**The request**. Return each line of the listing below that contains the word "black".

**Input material**.

- - -

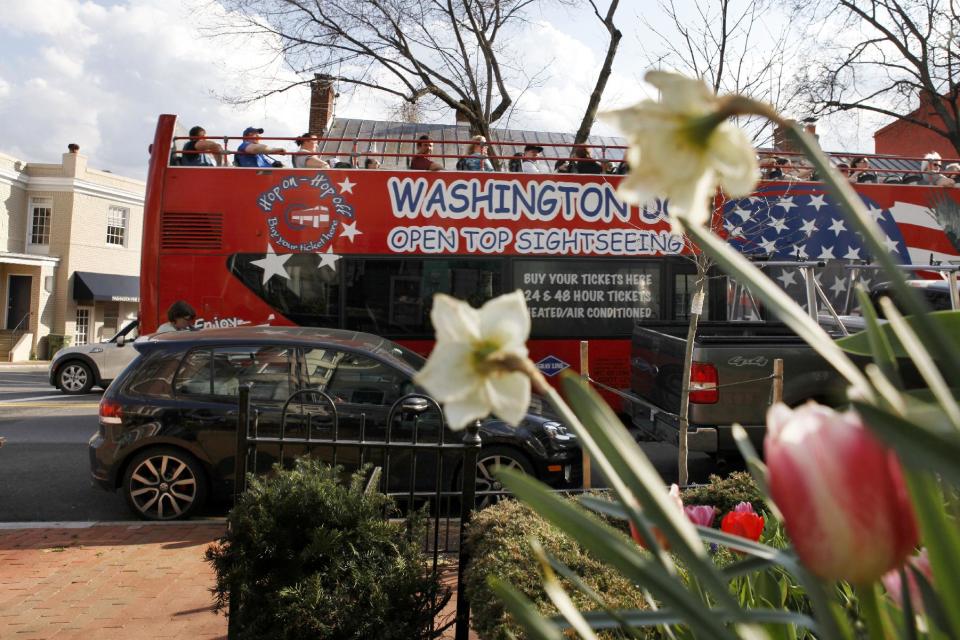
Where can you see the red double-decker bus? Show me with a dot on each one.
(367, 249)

- - -

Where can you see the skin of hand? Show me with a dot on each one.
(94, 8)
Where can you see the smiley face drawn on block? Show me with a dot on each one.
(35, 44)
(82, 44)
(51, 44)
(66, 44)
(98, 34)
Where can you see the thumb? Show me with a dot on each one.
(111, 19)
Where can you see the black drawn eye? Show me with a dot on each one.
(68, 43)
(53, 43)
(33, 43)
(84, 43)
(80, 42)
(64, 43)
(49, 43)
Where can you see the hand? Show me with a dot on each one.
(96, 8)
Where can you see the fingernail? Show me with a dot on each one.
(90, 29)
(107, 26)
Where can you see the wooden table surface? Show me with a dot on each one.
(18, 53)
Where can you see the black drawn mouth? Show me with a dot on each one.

- - -

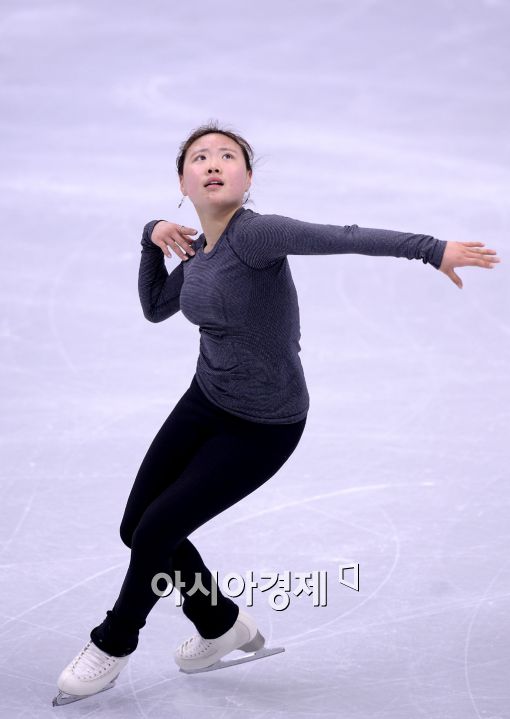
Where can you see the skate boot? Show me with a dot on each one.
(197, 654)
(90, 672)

- - -

**Result of the exercise**.
Where can you see the black drawn eye? Show me with a dot on each one.
Where can you see the black drawn mouth? Show me with a dot on each one.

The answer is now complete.